— Given exercise —
Copy the records below exactly as they appear.

[Lines of data]
● ● ● ● ●

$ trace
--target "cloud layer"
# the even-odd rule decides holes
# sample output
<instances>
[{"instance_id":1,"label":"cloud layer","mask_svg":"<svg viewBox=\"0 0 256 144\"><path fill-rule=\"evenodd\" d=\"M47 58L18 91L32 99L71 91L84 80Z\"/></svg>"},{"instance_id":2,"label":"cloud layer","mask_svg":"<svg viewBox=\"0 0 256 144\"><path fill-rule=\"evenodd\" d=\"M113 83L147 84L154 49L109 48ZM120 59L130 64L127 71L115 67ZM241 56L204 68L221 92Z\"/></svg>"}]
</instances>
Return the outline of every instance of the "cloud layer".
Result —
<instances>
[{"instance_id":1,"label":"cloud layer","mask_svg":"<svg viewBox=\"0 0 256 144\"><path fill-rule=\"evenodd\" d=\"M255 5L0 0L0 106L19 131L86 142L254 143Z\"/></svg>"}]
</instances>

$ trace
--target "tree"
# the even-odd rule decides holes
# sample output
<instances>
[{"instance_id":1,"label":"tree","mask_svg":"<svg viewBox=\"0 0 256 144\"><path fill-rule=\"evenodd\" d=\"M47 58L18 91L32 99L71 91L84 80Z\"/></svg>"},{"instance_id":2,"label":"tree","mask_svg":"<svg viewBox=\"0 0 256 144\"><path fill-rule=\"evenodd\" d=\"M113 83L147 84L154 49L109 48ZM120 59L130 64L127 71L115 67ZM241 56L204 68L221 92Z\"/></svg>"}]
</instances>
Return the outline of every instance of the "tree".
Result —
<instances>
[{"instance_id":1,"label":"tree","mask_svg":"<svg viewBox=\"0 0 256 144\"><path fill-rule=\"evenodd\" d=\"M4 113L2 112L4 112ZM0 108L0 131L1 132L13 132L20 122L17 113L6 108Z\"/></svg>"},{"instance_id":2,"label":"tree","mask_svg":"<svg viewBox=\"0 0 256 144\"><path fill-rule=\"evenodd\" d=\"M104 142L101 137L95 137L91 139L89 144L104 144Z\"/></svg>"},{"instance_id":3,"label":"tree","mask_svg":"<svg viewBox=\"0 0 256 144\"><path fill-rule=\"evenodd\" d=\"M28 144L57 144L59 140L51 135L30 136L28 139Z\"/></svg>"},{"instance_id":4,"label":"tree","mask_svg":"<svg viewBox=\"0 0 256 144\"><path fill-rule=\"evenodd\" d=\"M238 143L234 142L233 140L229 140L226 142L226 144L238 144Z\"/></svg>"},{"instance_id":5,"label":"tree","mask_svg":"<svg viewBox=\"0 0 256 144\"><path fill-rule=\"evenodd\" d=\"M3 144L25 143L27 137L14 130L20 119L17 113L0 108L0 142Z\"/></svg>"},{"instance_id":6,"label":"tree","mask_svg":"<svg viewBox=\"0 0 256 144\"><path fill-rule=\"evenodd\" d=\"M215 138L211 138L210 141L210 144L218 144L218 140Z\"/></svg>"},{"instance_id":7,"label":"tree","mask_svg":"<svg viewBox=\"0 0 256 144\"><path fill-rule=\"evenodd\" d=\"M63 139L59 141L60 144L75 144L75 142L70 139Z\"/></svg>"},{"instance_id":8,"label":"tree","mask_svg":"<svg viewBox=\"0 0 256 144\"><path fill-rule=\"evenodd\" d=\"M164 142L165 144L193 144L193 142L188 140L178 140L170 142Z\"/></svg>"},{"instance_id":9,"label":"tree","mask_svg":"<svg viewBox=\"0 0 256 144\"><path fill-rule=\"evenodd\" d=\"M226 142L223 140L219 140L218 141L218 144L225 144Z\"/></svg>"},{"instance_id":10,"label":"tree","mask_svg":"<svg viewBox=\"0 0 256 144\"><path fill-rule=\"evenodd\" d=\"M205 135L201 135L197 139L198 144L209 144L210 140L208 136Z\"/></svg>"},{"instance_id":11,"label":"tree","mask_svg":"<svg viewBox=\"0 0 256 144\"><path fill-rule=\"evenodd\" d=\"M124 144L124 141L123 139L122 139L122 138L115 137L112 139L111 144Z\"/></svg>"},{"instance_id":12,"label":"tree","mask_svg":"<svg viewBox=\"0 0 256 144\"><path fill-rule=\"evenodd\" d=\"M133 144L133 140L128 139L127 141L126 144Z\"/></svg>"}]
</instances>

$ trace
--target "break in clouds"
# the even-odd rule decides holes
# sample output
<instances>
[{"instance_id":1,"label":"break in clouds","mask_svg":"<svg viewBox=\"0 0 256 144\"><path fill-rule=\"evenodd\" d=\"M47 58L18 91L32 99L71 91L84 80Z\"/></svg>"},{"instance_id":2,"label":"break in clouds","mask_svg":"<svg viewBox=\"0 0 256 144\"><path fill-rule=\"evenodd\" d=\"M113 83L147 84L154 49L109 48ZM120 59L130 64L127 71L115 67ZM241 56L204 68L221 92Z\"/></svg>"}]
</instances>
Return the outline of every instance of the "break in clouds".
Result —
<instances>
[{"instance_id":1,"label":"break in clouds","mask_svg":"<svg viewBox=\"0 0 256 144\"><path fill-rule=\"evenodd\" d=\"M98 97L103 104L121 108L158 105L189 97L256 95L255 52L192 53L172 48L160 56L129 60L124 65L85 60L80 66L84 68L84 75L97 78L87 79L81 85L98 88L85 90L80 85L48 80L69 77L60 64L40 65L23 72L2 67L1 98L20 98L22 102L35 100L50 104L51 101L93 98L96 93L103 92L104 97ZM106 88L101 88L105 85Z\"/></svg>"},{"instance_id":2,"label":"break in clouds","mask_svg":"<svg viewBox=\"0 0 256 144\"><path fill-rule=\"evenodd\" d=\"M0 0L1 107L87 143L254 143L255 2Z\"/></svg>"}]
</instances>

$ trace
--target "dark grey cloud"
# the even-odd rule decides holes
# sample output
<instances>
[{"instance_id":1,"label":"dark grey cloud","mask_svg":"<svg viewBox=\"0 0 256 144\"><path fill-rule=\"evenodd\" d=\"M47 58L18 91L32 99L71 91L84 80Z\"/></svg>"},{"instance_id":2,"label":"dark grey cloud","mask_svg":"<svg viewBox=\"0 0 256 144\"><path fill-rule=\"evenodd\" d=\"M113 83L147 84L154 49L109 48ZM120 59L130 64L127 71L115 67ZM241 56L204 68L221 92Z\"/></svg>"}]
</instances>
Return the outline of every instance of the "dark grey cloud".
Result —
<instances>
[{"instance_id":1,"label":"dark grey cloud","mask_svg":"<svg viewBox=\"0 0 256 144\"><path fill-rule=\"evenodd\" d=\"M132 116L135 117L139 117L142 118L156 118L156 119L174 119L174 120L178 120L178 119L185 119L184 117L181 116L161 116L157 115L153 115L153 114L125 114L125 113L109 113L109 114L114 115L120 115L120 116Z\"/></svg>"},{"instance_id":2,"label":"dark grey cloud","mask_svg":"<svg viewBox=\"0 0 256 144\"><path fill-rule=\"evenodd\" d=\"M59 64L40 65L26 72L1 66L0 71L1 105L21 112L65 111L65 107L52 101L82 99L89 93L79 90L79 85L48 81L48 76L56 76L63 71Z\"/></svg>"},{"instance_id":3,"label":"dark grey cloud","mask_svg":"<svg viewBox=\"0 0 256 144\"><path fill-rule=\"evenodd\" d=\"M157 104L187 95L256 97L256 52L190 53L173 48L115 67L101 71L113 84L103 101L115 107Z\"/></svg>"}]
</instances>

● ● ● ● ●

— Answer below —
$ trace
--target "cloud layer"
# the even-odd rule decides holes
# sample output
<instances>
[{"instance_id":1,"label":"cloud layer","mask_svg":"<svg viewBox=\"0 0 256 144\"><path fill-rule=\"evenodd\" d=\"M47 58L18 91L32 99L71 91L84 80Z\"/></svg>"},{"instance_id":2,"label":"cloud layer","mask_svg":"<svg viewBox=\"0 0 256 144\"><path fill-rule=\"evenodd\" d=\"M113 83L147 84L154 49L109 48ZM120 59L130 64L127 71L115 67ZM241 56L204 68L221 92Z\"/></svg>"}]
</instances>
Return the outline of every instance of the "cloud layer".
Result —
<instances>
[{"instance_id":1,"label":"cloud layer","mask_svg":"<svg viewBox=\"0 0 256 144\"><path fill-rule=\"evenodd\" d=\"M255 5L0 0L0 106L19 131L86 142L254 143Z\"/></svg>"}]
</instances>

$ trace
--target "tree"
# the even-odd rule decides holes
# sample output
<instances>
[{"instance_id":1,"label":"tree","mask_svg":"<svg viewBox=\"0 0 256 144\"><path fill-rule=\"evenodd\" d=\"M47 58L18 91L32 99L71 91L84 80Z\"/></svg>"},{"instance_id":2,"label":"tree","mask_svg":"<svg viewBox=\"0 0 256 144\"><path fill-rule=\"evenodd\" d=\"M113 83L147 84L154 49L109 48ZM120 59L130 64L127 71L115 67ZM241 56L204 68L221 92Z\"/></svg>"}]
</instances>
Return the outline of every instance of the "tree".
Result —
<instances>
[{"instance_id":1,"label":"tree","mask_svg":"<svg viewBox=\"0 0 256 144\"><path fill-rule=\"evenodd\" d=\"M4 113L2 112L4 112ZM0 108L0 131L1 132L13 132L20 122L17 113L6 108Z\"/></svg>"},{"instance_id":2,"label":"tree","mask_svg":"<svg viewBox=\"0 0 256 144\"><path fill-rule=\"evenodd\" d=\"M104 142L101 137L95 137L91 139L89 144L104 144Z\"/></svg>"},{"instance_id":3,"label":"tree","mask_svg":"<svg viewBox=\"0 0 256 144\"><path fill-rule=\"evenodd\" d=\"M28 144L57 144L59 140L51 135L30 136L28 139Z\"/></svg>"},{"instance_id":4,"label":"tree","mask_svg":"<svg viewBox=\"0 0 256 144\"><path fill-rule=\"evenodd\" d=\"M238 143L234 142L233 140L229 140L226 142L226 144L238 144Z\"/></svg>"},{"instance_id":5,"label":"tree","mask_svg":"<svg viewBox=\"0 0 256 144\"><path fill-rule=\"evenodd\" d=\"M3 144L25 143L27 137L14 130L20 119L17 113L0 108L0 142Z\"/></svg>"},{"instance_id":6,"label":"tree","mask_svg":"<svg viewBox=\"0 0 256 144\"><path fill-rule=\"evenodd\" d=\"M215 138L211 138L210 141L210 144L218 144L218 140Z\"/></svg>"},{"instance_id":7,"label":"tree","mask_svg":"<svg viewBox=\"0 0 256 144\"><path fill-rule=\"evenodd\" d=\"M63 139L59 141L60 144L75 144L75 142L70 139Z\"/></svg>"},{"instance_id":8,"label":"tree","mask_svg":"<svg viewBox=\"0 0 256 144\"><path fill-rule=\"evenodd\" d=\"M164 142L165 144L193 144L193 142L188 140L178 140L170 142Z\"/></svg>"},{"instance_id":9,"label":"tree","mask_svg":"<svg viewBox=\"0 0 256 144\"><path fill-rule=\"evenodd\" d=\"M226 142L223 140L219 140L218 141L218 144L225 144Z\"/></svg>"},{"instance_id":10,"label":"tree","mask_svg":"<svg viewBox=\"0 0 256 144\"><path fill-rule=\"evenodd\" d=\"M205 135L201 135L197 139L198 144L209 144L210 140L208 136Z\"/></svg>"},{"instance_id":11,"label":"tree","mask_svg":"<svg viewBox=\"0 0 256 144\"><path fill-rule=\"evenodd\" d=\"M124 144L124 141L123 139L122 139L122 138L115 137L112 139L111 144Z\"/></svg>"},{"instance_id":12,"label":"tree","mask_svg":"<svg viewBox=\"0 0 256 144\"><path fill-rule=\"evenodd\" d=\"M133 144L133 140L128 139L127 141L126 144Z\"/></svg>"}]
</instances>

$ trace
--target "break in clouds"
# the even-odd rule decides holes
# sample output
<instances>
[{"instance_id":1,"label":"break in clouds","mask_svg":"<svg viewBox=\"0 0 256 144\"><path fill-rule=\"evenodd\" d=\"M47 58L18 91L32 99L71 91L84 80Z\"/></svg>"},{"instance_id":2,"label":"break in clouds","mask_svg":"<svg viewBox=\"0 0 256 144\"><path fill-rule=\"evenodd\" d=\"M113 83L147 84L154 49L109 48ZM120 59L130 64L127 71L115 67ZM241 56L204 68L221 92Z\"/></svg>"}]
</instances>
Return the outline of every instance of the "break in clouds".
Result —
<instances>
[{"instance_id":1,"label":"break in clouds","mask_svg":"<svg viewBox=\"0 0 256 144\"><path fill-rule=\"evenodd\" d=\"M98 97L103 104L121 108L158 105L189 97L256 95L255 52L192 53L172 48L160 56L129 60L124 65L85 60L80 66L84 68L84 75L97 78L87 79L81 85L98 88L85 90L80 85L48 80L69 77L60 64L40 65L23 72L2 67L1 98L20 98L22 102L35 100L50 104L51 101L93 98L96 93L103 92L104 97ZM106 88L101 88L105 85Z\"/></svg>"},{"instance_id":2,"label":"break in clouds","mask_svg":"<svg viewBox=\"0 0 256 144\"><path fill-rule=\"evenodd\" d=\"M0 0L1 107L87 143L254 143L255 2Z\"/></svg>"}]
</instances>

$ trace
--target "dark grey cloud"
# the even-odd rule decides holes
# sample output
<instances>
[{"instance_id":1,"label":"dark grey cloud","mask_svg":"<svg viewBox=\"0 0 256 144\"><path fill-rule=\"evenodd\" d=\"M47 58L18 91L32 99L71 91L84 80Z\"/></svg>"},{"instance_id":2,"label":"dark grey cloud","mask_svg":"<svg viewBox=\"0 0 256 144\"><path fill-rule=\"evenodd\" d=\"M113 83L147 84L154 49L109 48ZM120 59L130 64L127 71L115 67ZM241 56L204 68L221 92Z\"/></svg>"}]
</instances>
Return the outline of every instance of the "dark grey cloud".
Result —
<instances>
[{"instance_id":1,"label":"dark grey cloud","mask_svg":"<svg viewBox=\"0 0 256 144\"><path fill-rule=\"evenodd\" d=\"M132 116L135 117L139 117L142 118L156 118L156 119L174 119L174 120L178 120L178 119L185 119L184 117L181 116L161 116L157 115L153 115L153 114L125 114L125 113L109 113L109 114L114 115L120 115L120 116Z\"/></svg>"},{"instance_id":2,"label":"dark grey cloud","mask_svg":"<svg viewBox=\"0 0 256 144\"><path fill-rule=\"evenodd\" d=\"M59 64L40 65L26 72L1 66L0 71L1 105L21 112L65 111L65 107L52 101L82 99L89 93L79 90L79 85L48 81L48 76L56 76L63 71Z\"/></svg>"},{"instance_id":3,"label":"dark grey cloud","mask_svg":"<svg viewBox=\"0 0 256 144\"><path fill-rule=\"evenodd\" d=\"M157 104L187 95L256 97L256 52L190 53L173 48L115 67L101 71L113 84L103 101L115 107Z\"/></svg>"}]
</instances>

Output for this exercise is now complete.